══ Supplied records ══

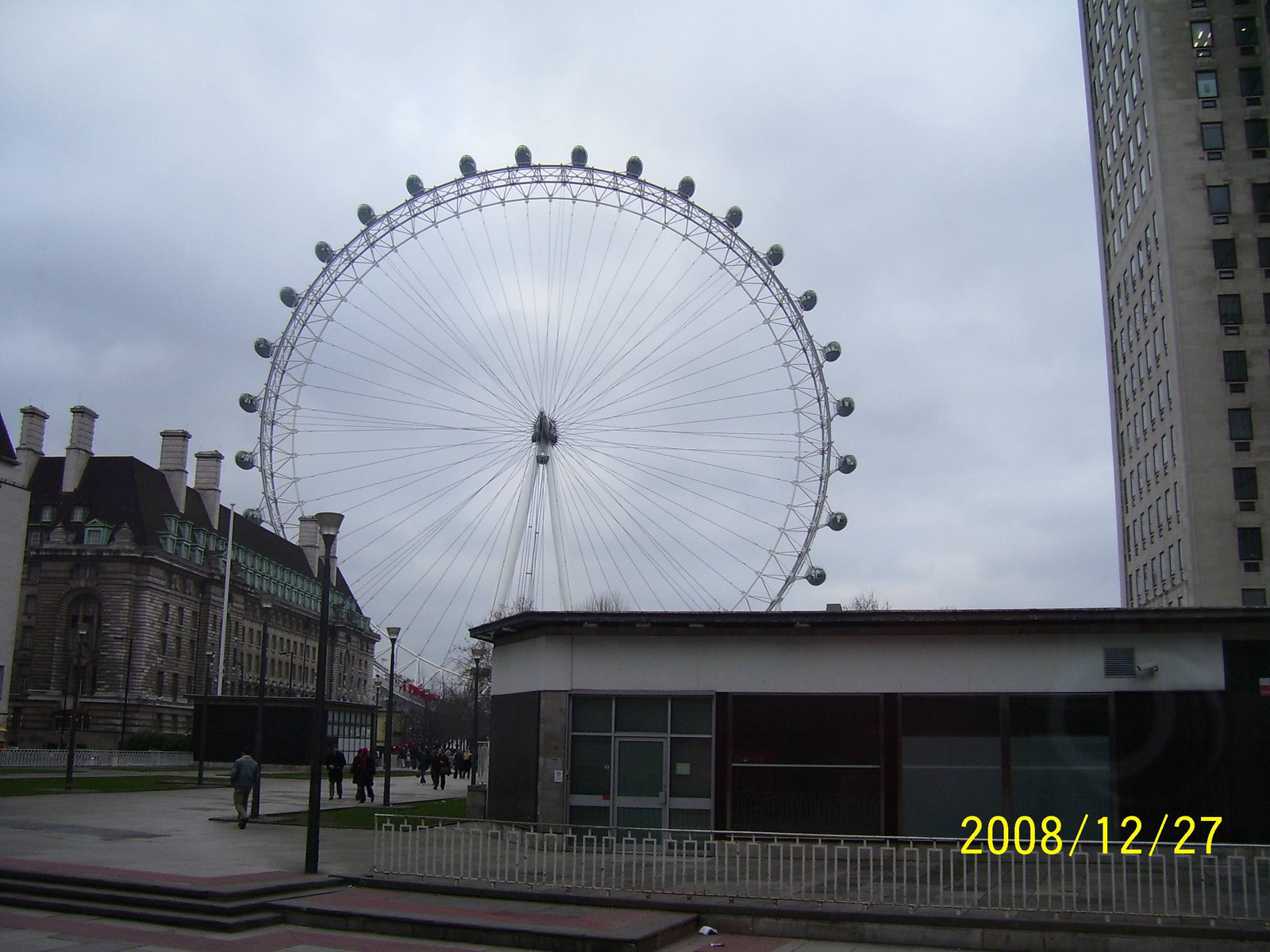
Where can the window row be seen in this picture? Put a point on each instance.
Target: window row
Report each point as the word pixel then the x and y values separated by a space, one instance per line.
pixel 1244 32
pixel 1226 254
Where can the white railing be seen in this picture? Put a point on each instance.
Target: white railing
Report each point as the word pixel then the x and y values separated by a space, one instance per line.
pixel 40 757
pixel 1230 884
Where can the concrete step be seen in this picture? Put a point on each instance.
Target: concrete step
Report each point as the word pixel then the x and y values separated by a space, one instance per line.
pixel 495 922
pixel 219 920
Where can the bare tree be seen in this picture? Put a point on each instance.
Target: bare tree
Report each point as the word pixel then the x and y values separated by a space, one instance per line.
pixel 603 602
pixel 868 602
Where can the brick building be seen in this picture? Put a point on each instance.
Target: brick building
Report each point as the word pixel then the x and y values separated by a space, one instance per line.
pixel 124 578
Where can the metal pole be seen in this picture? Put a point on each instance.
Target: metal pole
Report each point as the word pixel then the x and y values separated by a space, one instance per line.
pixel 78 676
pixel 387 729
pixel 328 526
pixel 266 605
pixel 202 724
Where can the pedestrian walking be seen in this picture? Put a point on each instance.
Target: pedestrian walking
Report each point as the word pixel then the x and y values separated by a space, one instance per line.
pixel 364 774
pixel 440 768
pixel 243 776
pixel 336 763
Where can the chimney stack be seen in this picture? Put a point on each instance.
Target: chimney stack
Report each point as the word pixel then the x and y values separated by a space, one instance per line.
pixel 207 482
pixel 310 541
pixel 173 456
pixel 79 448
pixel 31 442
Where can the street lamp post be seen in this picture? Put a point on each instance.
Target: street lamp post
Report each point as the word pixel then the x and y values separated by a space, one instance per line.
pixel 262 668
pixel 478 654
pixel 76 677
pixel 202 724
pixel 328 524
pixel 387 730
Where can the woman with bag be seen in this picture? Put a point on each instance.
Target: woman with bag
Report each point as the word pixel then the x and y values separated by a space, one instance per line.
pixel 364 774
pixel 440 768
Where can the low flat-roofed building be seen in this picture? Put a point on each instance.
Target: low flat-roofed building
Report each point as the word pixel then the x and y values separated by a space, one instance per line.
pixel 880 723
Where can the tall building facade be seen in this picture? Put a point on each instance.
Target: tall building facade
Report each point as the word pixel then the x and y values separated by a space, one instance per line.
pixel 1180 145
pixel 122 593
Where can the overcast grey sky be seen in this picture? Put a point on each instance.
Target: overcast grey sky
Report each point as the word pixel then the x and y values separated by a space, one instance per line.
pixel 167 167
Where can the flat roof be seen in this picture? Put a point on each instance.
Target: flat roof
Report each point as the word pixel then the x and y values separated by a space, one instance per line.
pixel 1232 624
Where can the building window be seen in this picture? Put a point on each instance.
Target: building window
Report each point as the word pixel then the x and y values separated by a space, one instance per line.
pixel 1257 133
pixel 1240 423
pixel 1225 255
pixel 1202 37
pixel 1246 31
pixel 1230 310
pixel 1250 543
pixel 1235 365
pixel 1245 482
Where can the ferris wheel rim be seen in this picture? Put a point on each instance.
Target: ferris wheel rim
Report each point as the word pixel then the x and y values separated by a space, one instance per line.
pixel 473 194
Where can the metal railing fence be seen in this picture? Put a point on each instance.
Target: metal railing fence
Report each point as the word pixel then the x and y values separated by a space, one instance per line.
pixel 1231 884
pixel 40 757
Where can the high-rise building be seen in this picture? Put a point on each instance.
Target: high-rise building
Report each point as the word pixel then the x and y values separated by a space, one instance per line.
pixel 1181 162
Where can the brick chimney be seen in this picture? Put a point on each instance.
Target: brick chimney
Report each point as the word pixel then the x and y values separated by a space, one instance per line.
pixel 207 482
pixel 31 442
pixel 173 459
pixel 79 448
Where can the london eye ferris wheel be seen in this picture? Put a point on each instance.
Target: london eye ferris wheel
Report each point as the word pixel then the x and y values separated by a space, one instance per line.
pixel 552 386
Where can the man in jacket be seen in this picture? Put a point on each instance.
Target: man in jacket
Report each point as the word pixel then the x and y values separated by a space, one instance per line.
pixel 243 776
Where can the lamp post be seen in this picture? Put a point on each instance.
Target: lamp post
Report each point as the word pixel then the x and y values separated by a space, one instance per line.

═══

**Required task:**
Copy every line of the items above word for word, leaving out the pictures.

**Solved exercise:**
Where can the window row be seen in this picture? Put a point on each instance.
Target: window row
Report each point as the word pixel then the x and y values separated by a space, one instance per line.
pixel 1244 32
pixel 1226 254
Where can the white railing be seen in this picture? Put a point on each instance.
Target: white railing
Report each point as the word pixel then the x and y values separated by a space, one instance per line.
pixel 40 757
pixel 1230 884
Where can the concrete step be seen in this picture? Put a point on each instance.
Target: concrete step
Report each point as the word pixel then the x and y values separated by a space, one instance per line.
pixel 495 922
pixel 219 920
Where can the bare tree be seen in this picture? Put a point on each instance.
Target: bare tree
Report each point as the word pixel then the x and y values separated by a space, one instance per line.
pixel 603 602
pixel 868 602
Where can the brick building be seen in this picture? Put a point on each instance.
Target: brick building
Report each point as the word pixel then the x and y values separated by a space, one instance per line.
pixel 124 578
Where can the metal pole be seen in this picture? Put a point on each instance.
Target: metal pole
Report each point as the word pixel then the x and y values separated by a space, one instance per line.
pixel 78 676
pixel 387 729
pixel 328 526
pixel 266 605
pixel 202 724
Where can the pedestrian walking be seen in this picture? Put a point on each instance.
Target: pedestrian walking
Report each point as the word pixel then the x and y values separated by a space, one instance per line.
pixel 364 774
pixel 440 768
pixel 243 776
pixel 336 763
Where can the chimney stack be seen in this picture? Put a point on each instance.
Target: chimney stack
Report each point as the word pixel then the x and y values separated by a space, one instance per line.
pixel 207 482
pixel 310 541
pixel 173 456
pixel 79 448
pixel 31 442
Where can the street lamp post be seen in this picture? Put a point on each instance.
Target: street lamp post
Report each point as the word pixel then the x and y values separated by a space, one instance per line.
pixel 262 668
pixel 478 654
pixel 76 677
pixel 202 724
pixel 328 524
pixel 387 730
Where can the woman with bag be seen in this picture? Put a point on each instance.
Target: woman with bag
Report each point as the word pixel then the x and y values separated by a space, one instance per line.
pixel 364 774
pixel 440 768
Where can the low flat-roofed building be seen in this picture? Put a point on each instance.
Target: low flat-roofed building
Report each point as the word pixel then the x and y values separated by a space, one instance per line.
pixel 880 723
Where can the tall building facade be seen in this picture? Put a point on each instance.
Target: tall building facade
Report each point as the word pixel then the x and y values separated by a space, one instance per line.
pixel 1180 145
pixel 122 593
Where can the overcast grey sky be seen in this picture? Put a point on each instance.
Target: overcast grey sky
Report each point as the word pixel then the x and y values separated by a space, one instance per line.
pixel 167 167
Where can the flat roof be seen in this picture? Put a point on each instance.
Target: flat roof
Report each point as the word pixel then the x and y values separated by a space, one instance per line.
pixel 1232 624
Where can the building window be seen in this picture? Put a point on each instance.
Target: building window
Report each point as the word pixel then the x and y values separated by a space, one instance per line.
pixel 1257 133
pixel 1240 423
pixel 1225 255
pixel 1202 37
pixel 1246 31
pixel 1230 310
pixel 1250 543
pixel 1235 365
pixel 1245 482
Where can the ferris wheel rim be seen in this picture? Put a point on each instance.
Target: ferris wheel rim
Report each point as the word pixel then the x and y values separated by a space, one instance per line.
pixel 473 194
Where can the metal railing fence be seen in this picture? Put a point on each instance.
Target: metal railing fence
Report each point as the word pixel then the x and y values separated by a space, one instance per line.
pixel 1231 884
pixel 40 757
Where can the high-rise building be seen in this picture? Put a point on each instance.
Target: high-rise building
Report each point as the word pixel then the x and y values separated by a space, one instance per line.
pixel 1181 162
Where can the brick chimney be seen in this picture? Put a point on each instance.
Target: brick chimney
Report each point as the word pixel then the x and y values separated by a space, one instance per line.
pixel 207 482
pixel 31 442
pixel 173 459
pixel 79 448
Where can the london eye ferris wheel be seen in this picture? Put a point on each instance.
Target: london eye ferris wheel
Report each point as the word pixel then the x and y values separated by a space, one instance per line.
pixel 552 386
Where can the man in jacket be seen in this picture? Put a point on each instance.
Target: man in jacket
Report each point as the word pixel then the x and y values separated by a space, one instance per line.
pixel 243 776
Where can the lamp post be seen in this picture? Put a point on each instance.
Target: lamp post
Report each point as the word pixel then the x and y values separated by a space, one instance per line.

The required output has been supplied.